Locate "Q: Pick out each instance of the ember" in the listing below, then output the line holding it and every line after it, exactly and with nothing else.

*AVAILABLE DATA*

--

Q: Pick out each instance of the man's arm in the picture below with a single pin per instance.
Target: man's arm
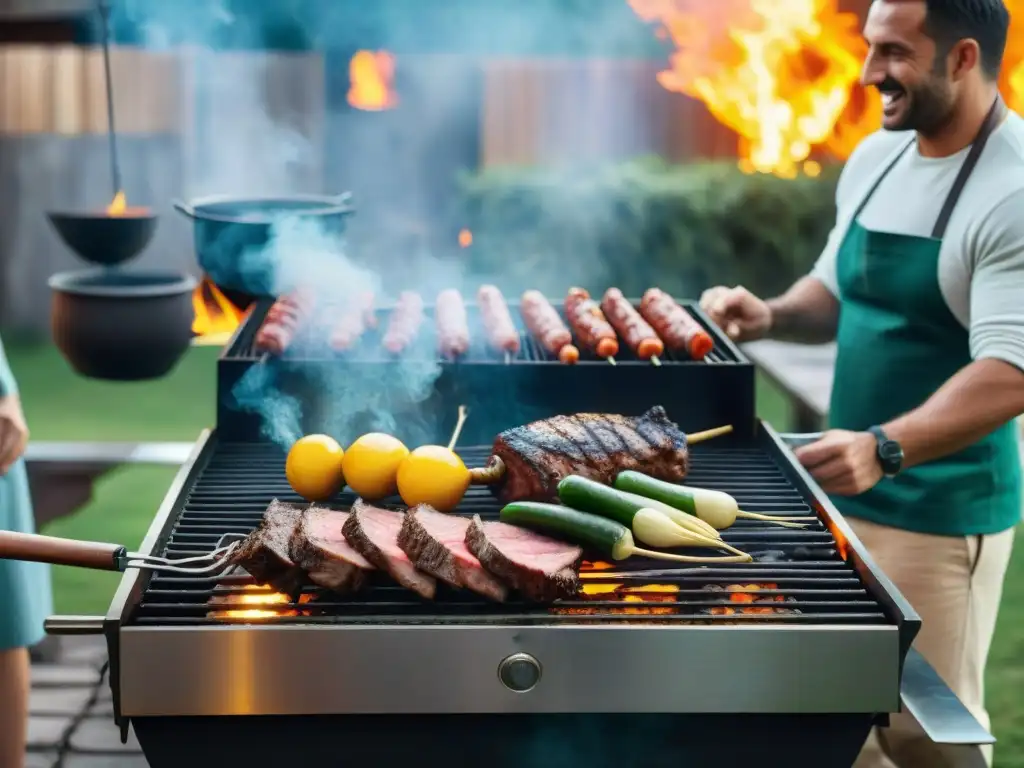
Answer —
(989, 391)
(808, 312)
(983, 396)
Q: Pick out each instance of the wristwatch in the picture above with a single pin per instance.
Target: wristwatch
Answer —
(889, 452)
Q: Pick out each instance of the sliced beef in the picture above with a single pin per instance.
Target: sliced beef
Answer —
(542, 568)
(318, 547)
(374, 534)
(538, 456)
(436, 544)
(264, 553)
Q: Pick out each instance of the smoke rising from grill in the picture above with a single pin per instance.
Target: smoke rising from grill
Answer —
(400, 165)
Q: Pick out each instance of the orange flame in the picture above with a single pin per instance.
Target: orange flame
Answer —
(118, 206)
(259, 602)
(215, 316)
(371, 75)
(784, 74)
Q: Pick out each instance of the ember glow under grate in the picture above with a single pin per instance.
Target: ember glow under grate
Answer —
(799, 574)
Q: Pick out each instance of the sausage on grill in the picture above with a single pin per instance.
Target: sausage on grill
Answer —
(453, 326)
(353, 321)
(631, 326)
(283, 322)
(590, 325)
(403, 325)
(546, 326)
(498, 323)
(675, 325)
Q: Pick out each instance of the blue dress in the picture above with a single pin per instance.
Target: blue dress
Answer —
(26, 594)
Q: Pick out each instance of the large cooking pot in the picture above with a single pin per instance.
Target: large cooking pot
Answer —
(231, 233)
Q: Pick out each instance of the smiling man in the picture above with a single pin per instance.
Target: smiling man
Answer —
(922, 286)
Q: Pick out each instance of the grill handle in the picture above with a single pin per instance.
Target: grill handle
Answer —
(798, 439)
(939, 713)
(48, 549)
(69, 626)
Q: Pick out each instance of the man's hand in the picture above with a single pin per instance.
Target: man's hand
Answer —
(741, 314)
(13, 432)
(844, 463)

--

*SOLUTION FOR THIS TASK*
Q: Pick out each instance of the ember glow under grate in the picture above with a single pin per instance.
Target: ember glow under grate
Answer —
(799, 574)
Q: Pick out each instance of the sausage on grill in the picture above with a single pin per instance.
Target: sausage on grill
Answer —
(453, 326)
(353, 321)
(631, 326)
(283, 322)
(590, 325)
(403, 325)
(546, 326)
(498, 323)
(675, 325)
Q: Pick out each instance of the blue dress in the picture above with a single pin per instance.
Target: blue dress
Answer —
(26, 594)
Q: Pick out each instance of the large cooking pot in the picture above with a single pin per instance.
Target: large cooking pot
Answer —
(231, 233)
Q: Pick out each instance of the smiling man in the picture above with a single pin per instance.
Target: smiling man
Answer —
(922, 286)
Q: Pick out each instance of the grill handle in the picture above with a single pin per instance.
Target: grill handle
Answer —
(798, 439)
(939, 713)
(48, 549)
(69, 626)
Q: Pick out each instance of the man's hand in the picture above with a single pin per instance.
Target: man's hand
Answer —
(741, 314)
(13, 432)
(844, 463)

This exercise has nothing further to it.